* **What you need to do**: Could you print, word for word, everything in the data from the line containing "the laptop screen" down to the line containing "x=613, y=321", with both of those lines included?

Rows from an object pointing dataset:
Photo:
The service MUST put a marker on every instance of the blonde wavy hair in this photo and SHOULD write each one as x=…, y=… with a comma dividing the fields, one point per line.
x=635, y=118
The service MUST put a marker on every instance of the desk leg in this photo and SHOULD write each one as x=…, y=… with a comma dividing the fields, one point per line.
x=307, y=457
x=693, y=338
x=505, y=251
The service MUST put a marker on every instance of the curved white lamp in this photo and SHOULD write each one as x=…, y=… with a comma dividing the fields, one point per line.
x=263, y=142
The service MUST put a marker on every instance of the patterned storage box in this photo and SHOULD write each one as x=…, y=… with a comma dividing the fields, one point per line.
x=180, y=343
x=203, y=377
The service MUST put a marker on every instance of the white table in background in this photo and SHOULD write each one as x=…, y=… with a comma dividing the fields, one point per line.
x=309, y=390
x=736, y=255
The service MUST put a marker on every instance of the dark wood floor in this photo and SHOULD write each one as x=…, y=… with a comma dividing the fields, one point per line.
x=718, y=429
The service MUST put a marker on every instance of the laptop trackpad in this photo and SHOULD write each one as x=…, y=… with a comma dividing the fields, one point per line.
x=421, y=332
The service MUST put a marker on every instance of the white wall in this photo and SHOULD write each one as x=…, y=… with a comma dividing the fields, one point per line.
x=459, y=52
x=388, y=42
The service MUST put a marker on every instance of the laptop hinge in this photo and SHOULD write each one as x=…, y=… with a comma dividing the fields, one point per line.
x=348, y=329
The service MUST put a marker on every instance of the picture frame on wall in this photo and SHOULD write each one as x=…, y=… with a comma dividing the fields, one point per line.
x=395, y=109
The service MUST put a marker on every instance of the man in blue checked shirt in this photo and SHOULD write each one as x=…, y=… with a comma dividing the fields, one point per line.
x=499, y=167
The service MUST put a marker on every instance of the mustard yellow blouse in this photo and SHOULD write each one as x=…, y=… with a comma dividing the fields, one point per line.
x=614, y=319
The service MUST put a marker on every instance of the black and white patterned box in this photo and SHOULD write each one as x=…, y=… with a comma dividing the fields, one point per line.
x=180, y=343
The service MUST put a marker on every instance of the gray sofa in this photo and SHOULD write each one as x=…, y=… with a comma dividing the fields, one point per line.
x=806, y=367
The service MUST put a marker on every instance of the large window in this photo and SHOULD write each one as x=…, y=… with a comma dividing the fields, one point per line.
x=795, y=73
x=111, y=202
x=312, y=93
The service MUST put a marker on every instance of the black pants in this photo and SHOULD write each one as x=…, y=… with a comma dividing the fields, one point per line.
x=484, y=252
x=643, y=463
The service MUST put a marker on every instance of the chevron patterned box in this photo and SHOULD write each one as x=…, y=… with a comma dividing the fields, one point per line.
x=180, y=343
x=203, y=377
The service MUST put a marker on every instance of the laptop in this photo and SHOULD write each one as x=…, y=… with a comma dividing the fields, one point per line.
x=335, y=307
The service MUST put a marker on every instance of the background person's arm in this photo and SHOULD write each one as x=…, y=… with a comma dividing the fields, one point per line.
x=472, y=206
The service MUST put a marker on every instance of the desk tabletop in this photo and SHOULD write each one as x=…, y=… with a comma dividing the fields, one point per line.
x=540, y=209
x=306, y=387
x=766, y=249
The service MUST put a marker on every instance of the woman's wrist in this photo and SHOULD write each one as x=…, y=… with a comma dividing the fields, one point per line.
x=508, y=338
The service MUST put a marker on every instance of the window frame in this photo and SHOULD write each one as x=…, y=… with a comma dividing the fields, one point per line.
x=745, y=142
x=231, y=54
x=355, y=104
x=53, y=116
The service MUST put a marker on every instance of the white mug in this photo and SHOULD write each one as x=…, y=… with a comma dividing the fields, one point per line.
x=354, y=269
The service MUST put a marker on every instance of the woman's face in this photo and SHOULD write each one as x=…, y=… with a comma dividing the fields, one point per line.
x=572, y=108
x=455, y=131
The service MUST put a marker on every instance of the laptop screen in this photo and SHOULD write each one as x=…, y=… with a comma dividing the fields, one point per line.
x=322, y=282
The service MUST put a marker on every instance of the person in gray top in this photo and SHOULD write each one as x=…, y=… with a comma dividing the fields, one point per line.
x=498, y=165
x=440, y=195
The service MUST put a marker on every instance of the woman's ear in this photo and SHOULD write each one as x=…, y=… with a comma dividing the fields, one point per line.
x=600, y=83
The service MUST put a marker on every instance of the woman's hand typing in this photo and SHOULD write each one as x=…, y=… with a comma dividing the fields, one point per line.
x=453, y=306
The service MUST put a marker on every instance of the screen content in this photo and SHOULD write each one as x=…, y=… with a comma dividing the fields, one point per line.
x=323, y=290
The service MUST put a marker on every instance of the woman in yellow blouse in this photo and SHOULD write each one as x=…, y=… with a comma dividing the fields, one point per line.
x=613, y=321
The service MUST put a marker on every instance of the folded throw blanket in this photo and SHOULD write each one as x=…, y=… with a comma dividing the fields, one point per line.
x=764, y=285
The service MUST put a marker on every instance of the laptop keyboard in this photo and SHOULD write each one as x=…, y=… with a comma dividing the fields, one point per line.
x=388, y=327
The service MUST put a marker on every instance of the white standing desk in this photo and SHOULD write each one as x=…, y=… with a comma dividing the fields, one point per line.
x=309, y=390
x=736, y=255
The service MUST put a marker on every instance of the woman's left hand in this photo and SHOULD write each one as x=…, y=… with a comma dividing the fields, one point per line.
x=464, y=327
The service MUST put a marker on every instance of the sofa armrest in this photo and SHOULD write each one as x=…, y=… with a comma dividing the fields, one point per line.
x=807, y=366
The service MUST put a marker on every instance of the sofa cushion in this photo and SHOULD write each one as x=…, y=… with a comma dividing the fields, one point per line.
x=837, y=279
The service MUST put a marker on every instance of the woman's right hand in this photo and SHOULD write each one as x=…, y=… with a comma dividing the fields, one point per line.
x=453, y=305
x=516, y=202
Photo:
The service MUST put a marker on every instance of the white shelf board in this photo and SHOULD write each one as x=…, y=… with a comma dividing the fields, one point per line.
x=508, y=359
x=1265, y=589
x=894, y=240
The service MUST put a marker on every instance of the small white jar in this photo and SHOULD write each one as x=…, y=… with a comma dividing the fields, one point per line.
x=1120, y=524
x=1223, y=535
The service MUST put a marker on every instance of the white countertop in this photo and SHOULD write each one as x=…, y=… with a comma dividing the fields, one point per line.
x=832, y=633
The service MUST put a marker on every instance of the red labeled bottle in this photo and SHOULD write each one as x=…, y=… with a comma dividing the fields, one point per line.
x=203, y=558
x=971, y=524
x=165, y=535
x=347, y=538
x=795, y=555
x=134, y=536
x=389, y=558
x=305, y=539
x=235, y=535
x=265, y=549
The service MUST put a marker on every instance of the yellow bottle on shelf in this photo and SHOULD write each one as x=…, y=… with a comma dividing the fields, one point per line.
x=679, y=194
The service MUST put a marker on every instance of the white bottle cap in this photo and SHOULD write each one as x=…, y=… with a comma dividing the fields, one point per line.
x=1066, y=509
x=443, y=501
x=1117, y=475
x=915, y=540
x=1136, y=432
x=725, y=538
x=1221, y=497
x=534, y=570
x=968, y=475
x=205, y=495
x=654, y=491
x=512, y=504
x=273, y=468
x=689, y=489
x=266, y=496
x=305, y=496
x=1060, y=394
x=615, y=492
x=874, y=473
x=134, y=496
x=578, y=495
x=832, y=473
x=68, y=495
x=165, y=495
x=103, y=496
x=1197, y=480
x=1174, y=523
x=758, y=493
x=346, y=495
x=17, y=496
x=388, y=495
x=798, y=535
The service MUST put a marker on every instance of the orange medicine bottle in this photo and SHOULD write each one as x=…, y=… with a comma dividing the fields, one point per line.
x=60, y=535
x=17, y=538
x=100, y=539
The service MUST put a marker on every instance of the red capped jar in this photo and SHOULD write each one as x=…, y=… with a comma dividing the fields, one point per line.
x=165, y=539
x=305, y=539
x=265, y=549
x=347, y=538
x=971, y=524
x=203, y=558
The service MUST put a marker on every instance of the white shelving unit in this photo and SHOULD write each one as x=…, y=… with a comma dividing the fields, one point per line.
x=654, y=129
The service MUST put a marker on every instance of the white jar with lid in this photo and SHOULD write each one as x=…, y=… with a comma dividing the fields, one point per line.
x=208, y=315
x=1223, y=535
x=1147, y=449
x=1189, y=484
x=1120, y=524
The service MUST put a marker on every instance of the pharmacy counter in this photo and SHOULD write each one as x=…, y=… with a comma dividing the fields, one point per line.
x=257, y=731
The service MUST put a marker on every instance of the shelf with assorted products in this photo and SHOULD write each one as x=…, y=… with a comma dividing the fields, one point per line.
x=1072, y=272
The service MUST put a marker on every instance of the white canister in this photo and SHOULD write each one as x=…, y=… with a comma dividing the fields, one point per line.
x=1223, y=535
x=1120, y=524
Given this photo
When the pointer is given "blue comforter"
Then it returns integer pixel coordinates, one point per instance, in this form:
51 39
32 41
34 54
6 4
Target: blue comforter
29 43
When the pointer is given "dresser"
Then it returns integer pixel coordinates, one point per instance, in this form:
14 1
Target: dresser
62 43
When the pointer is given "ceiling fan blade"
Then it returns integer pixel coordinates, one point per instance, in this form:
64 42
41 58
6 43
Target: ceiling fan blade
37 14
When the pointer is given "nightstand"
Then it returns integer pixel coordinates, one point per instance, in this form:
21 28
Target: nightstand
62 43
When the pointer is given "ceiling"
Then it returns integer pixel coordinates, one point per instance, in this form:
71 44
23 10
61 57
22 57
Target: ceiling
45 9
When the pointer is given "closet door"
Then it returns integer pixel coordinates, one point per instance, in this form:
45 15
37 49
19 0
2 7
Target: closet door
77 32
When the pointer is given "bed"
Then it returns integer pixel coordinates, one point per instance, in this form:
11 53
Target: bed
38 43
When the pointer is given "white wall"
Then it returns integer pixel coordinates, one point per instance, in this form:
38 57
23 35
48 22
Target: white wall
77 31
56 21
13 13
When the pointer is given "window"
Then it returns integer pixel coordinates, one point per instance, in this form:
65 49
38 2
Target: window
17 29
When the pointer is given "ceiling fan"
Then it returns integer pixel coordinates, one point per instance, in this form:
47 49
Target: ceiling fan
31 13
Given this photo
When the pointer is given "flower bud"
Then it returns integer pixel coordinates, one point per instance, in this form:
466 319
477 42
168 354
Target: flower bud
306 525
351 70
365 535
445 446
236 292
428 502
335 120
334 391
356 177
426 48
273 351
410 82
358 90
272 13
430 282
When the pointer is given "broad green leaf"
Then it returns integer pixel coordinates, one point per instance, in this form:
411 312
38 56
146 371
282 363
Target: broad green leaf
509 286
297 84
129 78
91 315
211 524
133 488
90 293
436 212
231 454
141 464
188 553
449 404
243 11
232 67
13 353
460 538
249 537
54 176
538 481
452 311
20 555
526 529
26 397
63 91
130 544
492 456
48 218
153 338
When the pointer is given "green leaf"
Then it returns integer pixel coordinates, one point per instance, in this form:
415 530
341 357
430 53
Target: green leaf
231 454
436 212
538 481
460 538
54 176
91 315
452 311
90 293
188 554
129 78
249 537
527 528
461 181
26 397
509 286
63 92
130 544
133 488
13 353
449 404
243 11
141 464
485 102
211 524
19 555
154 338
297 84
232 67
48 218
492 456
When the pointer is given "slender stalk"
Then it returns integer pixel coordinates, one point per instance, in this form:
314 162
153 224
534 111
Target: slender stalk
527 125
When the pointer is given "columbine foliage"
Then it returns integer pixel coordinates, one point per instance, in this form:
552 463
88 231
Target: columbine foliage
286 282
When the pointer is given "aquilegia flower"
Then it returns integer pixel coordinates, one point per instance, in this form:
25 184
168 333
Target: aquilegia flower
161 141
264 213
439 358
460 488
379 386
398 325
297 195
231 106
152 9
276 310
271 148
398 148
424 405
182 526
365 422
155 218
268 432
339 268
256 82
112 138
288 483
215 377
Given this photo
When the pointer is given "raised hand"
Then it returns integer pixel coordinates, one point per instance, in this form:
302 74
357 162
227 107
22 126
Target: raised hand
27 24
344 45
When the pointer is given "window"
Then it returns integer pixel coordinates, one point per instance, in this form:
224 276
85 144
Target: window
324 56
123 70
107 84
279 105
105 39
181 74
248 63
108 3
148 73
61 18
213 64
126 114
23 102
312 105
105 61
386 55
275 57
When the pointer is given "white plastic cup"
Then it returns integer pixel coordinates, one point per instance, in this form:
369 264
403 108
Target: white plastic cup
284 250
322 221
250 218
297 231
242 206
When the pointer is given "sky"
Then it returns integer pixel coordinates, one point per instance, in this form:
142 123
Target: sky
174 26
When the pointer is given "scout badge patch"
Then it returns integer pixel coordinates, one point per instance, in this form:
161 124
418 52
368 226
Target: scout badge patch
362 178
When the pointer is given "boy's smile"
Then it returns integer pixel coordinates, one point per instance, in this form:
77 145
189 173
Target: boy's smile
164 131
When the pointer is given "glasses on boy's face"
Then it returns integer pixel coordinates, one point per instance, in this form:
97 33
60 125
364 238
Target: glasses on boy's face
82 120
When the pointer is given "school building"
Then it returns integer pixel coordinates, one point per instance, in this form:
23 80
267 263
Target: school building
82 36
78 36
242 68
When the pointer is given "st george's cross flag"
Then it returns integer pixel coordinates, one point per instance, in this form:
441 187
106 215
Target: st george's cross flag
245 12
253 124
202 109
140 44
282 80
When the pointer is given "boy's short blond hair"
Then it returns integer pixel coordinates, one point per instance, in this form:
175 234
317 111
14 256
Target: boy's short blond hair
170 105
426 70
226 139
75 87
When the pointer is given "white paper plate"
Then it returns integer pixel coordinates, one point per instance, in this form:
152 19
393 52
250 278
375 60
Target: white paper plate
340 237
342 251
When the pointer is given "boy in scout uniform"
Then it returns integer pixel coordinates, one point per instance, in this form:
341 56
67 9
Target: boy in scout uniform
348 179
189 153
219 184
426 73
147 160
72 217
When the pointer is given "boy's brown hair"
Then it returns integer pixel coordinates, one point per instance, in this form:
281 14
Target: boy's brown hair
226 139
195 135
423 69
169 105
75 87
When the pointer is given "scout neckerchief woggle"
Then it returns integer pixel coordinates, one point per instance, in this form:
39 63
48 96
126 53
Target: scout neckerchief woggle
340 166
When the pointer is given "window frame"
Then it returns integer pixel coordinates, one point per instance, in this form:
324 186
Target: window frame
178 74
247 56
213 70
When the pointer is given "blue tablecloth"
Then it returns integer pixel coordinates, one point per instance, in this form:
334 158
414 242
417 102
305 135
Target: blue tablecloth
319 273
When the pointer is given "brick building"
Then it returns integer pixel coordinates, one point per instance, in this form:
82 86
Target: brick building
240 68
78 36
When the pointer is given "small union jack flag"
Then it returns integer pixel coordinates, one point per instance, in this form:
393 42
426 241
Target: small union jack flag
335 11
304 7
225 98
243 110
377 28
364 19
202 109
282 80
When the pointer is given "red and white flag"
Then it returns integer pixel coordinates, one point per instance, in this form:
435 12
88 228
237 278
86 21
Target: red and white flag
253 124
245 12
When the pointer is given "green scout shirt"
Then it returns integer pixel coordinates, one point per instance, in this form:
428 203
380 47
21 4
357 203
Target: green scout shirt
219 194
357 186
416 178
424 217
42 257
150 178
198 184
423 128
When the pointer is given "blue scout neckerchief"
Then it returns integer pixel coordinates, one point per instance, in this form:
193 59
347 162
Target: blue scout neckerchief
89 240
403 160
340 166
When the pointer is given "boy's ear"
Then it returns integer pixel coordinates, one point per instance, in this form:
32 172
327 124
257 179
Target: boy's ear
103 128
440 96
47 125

* **Finished task**:
The service MUST put a marker on every instance of the laptop screen in this photo and SHOULD write each one as x=…, y=… with a comma dividing the fields, one point per line.
x=322, y=282
The service MUST put a marker on every instance of the person in gray top in this photo and SHOULD write each one as x=…, y=… with a comma dividing the fields, one point per line.
x=498, y=165
x=440, y=195
The service MUST put a marker on every instance of the woman's ear in this photo and SHOULD write each one as x=…, y=… with a comma dividing the fields, one point per line.
x=600, y=83
The service MUST put a marker on every instance of the woman's hand typing in this photo and SHOULD write each one as x=…, y=… with a comma dividing the fields, one point per line.
x=453, y=306
The service MUST put a marker on every instance of the screen content in this photo and SHOULD write each one as x=…, y=… with a comma dividing the fields, one point per line.
x=323, y=290
The service MUST put a marker on every instance of the woman in yellow blouse in this photo and SHOULD write each one as x=…, y=… with a comma dividing the fields, one point per line.
x=613, y=321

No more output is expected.